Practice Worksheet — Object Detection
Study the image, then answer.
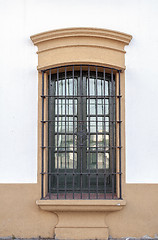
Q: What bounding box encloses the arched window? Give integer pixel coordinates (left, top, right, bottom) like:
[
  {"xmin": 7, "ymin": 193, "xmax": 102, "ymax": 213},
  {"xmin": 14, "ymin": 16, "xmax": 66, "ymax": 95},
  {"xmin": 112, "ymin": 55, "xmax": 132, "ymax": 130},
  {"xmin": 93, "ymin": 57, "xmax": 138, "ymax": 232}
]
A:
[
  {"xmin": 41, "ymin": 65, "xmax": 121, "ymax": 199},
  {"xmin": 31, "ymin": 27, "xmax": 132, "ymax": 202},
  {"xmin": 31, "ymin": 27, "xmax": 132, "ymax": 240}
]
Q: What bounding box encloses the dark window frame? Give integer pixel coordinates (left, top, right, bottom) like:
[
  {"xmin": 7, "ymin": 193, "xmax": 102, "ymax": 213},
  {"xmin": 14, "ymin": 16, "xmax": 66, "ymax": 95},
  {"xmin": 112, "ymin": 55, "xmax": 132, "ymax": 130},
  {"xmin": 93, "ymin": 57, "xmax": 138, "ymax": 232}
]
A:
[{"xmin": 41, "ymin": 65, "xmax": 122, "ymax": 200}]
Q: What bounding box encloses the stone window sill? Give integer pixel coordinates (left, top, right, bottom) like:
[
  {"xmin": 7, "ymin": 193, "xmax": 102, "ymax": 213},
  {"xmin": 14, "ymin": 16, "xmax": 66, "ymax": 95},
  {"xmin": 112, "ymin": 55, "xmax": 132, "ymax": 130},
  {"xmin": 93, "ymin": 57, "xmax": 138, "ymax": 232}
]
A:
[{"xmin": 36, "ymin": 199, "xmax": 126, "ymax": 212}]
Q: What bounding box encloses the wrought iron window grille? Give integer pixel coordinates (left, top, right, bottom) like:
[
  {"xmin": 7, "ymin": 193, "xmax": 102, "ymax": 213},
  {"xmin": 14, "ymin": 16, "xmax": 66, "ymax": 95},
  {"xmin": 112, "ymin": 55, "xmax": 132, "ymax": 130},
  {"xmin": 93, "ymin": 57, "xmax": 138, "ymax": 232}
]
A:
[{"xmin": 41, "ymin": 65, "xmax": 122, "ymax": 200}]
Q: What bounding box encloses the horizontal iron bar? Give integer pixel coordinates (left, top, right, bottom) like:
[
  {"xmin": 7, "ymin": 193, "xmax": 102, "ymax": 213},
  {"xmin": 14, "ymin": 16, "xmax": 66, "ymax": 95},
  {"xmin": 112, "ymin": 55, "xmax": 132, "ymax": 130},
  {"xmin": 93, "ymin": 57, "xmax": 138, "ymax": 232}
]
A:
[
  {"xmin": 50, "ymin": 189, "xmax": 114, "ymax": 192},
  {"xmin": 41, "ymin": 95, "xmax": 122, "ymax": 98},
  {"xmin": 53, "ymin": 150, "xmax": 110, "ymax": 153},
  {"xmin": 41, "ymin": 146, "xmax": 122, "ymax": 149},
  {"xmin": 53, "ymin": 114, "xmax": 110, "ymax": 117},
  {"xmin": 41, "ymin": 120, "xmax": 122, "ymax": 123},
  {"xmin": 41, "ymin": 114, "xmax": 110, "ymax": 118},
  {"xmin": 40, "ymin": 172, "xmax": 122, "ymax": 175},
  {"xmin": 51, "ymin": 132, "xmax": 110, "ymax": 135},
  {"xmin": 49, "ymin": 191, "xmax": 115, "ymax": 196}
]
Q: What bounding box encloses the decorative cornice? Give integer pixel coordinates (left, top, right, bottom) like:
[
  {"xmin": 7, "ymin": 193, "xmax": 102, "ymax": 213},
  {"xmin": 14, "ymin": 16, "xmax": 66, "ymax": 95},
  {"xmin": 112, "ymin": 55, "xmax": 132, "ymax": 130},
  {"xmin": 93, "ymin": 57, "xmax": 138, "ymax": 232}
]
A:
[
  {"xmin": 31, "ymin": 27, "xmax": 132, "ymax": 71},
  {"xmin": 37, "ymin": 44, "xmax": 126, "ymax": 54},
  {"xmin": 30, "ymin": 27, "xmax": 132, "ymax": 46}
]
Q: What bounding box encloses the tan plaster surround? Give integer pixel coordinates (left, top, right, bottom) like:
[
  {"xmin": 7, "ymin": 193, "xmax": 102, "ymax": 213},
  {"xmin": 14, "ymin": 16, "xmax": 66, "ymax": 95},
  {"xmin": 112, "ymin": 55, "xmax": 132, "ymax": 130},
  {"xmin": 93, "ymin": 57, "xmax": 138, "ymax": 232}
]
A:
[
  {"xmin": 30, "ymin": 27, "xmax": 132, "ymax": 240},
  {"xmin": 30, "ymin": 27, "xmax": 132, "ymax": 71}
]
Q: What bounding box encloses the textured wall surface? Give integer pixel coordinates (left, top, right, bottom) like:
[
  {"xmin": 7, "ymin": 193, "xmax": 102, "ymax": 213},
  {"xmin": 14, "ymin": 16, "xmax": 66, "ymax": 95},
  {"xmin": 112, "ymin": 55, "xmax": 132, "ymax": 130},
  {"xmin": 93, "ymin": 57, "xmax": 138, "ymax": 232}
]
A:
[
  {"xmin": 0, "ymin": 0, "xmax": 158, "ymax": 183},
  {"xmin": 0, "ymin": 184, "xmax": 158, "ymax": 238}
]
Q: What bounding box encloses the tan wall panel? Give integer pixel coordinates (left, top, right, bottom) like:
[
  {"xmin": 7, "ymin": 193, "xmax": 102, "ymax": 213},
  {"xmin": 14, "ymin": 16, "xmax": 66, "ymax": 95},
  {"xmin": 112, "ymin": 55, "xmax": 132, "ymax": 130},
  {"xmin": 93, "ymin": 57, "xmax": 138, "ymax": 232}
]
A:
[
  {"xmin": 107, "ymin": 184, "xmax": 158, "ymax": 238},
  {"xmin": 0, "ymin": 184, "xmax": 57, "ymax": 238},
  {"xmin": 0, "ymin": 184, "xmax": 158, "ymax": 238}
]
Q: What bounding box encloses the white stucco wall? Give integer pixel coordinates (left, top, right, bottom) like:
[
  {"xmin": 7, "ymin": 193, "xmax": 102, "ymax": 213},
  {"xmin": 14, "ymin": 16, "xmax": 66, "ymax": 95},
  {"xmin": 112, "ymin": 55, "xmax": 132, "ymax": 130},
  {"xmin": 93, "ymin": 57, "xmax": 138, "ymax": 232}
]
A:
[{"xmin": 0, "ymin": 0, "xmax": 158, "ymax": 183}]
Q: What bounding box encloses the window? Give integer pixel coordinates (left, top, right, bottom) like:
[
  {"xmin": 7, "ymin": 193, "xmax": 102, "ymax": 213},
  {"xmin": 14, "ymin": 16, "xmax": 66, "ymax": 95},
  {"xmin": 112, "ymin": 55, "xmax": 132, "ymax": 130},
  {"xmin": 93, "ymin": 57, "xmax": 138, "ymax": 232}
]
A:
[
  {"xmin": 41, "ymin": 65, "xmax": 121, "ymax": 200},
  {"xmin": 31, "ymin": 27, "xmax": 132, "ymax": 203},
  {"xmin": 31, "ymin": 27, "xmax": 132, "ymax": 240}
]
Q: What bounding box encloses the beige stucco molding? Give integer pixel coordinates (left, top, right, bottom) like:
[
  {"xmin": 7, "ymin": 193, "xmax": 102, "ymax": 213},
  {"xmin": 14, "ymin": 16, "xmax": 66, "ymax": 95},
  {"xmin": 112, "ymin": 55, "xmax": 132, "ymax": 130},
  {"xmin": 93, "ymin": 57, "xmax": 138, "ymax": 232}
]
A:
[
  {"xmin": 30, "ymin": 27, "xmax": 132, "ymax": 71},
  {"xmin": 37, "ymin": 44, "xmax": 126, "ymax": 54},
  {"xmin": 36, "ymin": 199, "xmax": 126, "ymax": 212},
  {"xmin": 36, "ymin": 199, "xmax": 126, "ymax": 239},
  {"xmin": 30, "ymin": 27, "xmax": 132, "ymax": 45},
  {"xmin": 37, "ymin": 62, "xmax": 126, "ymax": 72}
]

==================================================

Problem to work on: Wherever the word "wall" shows up in the material, copy the line it is on.

Answer box:
Q: What bounding box encloses the textured wall surface? Give integer pixel coordinates (left, top, right, bottom) like:
Q: What bounding box encloses the tan wall panel? Give integer pixel coordinates (left, top, right, bottom) like:
Q: What bounding box encloses the white stucco wall? Give integer pixel coordinates (left, top, right, bottom) like:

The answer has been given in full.